_Records shown_:
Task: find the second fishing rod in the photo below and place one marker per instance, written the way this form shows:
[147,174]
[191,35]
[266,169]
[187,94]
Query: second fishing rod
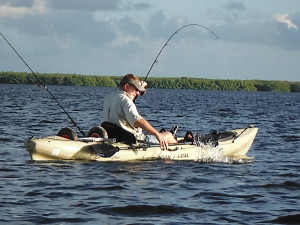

_Stated problem_: Copy every line of the records above word for word, but leave the pictures out.

_Correct answer_:
Task: find the second fishing rod in the photo below and place one marker per instance, written the way this form shows:
[147,174]
[191,35]
[266,169]
[187,94]
Query: second fishing rod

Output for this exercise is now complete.